==== DATASET

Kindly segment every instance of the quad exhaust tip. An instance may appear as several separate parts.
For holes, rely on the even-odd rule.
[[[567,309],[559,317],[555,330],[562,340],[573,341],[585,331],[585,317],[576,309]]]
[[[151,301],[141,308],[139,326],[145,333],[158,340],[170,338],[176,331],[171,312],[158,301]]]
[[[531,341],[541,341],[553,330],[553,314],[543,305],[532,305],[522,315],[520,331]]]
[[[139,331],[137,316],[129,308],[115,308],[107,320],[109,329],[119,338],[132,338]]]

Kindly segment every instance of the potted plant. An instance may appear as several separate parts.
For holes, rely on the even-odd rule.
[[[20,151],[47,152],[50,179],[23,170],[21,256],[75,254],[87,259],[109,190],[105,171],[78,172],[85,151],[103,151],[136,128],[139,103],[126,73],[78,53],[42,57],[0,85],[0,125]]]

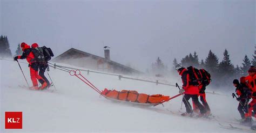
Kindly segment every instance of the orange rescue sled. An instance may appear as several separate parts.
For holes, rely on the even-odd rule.
[[[122,90],[117,91],[115,90],[109,90],[105,88],[101,93],[106,98],[140,104],[159,104],[167,101],[170,99],[169,96],[161,94],[147,95],[139,93],[136,91]]]

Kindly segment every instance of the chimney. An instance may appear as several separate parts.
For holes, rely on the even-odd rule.
[[[110,60],[110,54],[109,49],[104,49],[105,58]]]

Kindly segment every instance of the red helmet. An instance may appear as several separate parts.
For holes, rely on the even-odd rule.
[[[38,45],[36,43],[34,43],[31,45],[32,48],[35,48],[38,47]]]
[[[29,45],[28,45],[28,44],[26,44],[26,43],[25,43],[25,42],[22,42],[21,44],[21,47],[22,49],[22,51],[24,51],[26,49],[30,48],[30,46]]]
[[[245,84],[245,77],[241,77],[240,78],[240,83]]]
[[[25,47],[25,45],[26,45],[26,43],[23,42],[21,44],[21,47],[24,48],[24,47]]]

========

### THE TASK
Output the data above word for word, character for character, with the pictures left out.

### REPLY TO THE TASK
Kindly segment every instance of the quad exhaust tip. An instance may appear as several separate parts.
For holes, rely on the even-odd rule.
[[[567,309],[559,317],[555,330],[562,340],[573,341],[585,331],[585,317],[576,309]]]
[[[151,301],[141,308],[139,326],[145,333],[158,340],[170,338],[176,331],[171,312],[158,301]]]
[[[531,341],[541,341],[553,330],[553,314],[543,305],[532,305],[522,315],[520,331]]]
[[[139,331],[137,316],[129,308],[115,308],[107,320],[109,329],[119,338],[132,338]]]

Kindly segment every instance of the potted plant. An instance may appear as several separate parts.
For holes, rely on the even-odd rule.
[[[20,151],[47,152],[50,179],[23,170],[21,256],[75,254],[87,259],[109,190],[105,171],[78,172],[85,151],[103,151],[136,128],[139,103],[126,73],[78,53],[42,57],[0,85],[0,125]]]

Kindly segment every instance of the orange rescue sled. An instance may appear as several separate parts.
For holes, rely on the even-odd rule.
[[[122,90],[117,91],[115,90],[109,90],[105,88],[101,93],[106,98],[140,104],[159,104],[167,101],[170,99],[169,96],[161,94],[147,95],[139,93],[136,91]]]

Kindly segment every instance of the chimney. An instance may appear as several separate parts.
For holes, rely on the even-odd rule.
[[[110,60],[110,54],[109,49],[104,49],[105,58]]]

Kindly segment every instance of the red helmet. An instance may appear as several separate parts.
For holes, rely on the even-odd rule.
[[[38,45],[36,43],[34,43],[31,45],[32,48],[35,48],[38,47]]]
[[[29,45],[28,45],[28,44],[26,44],[26,43],[25,43],[25,42],[22,42],[21,44],[21,47],[22,49],[22,51],[24,51],[26,49],[30,48],[30,46]]]
[[[245,84],[245,77],[241,77],[240,78],[240,83]]]
[[[25,47],[25,45],[26,45],[26,43],[23,42],[21,44],[21,47],[24,48],[24,47]]]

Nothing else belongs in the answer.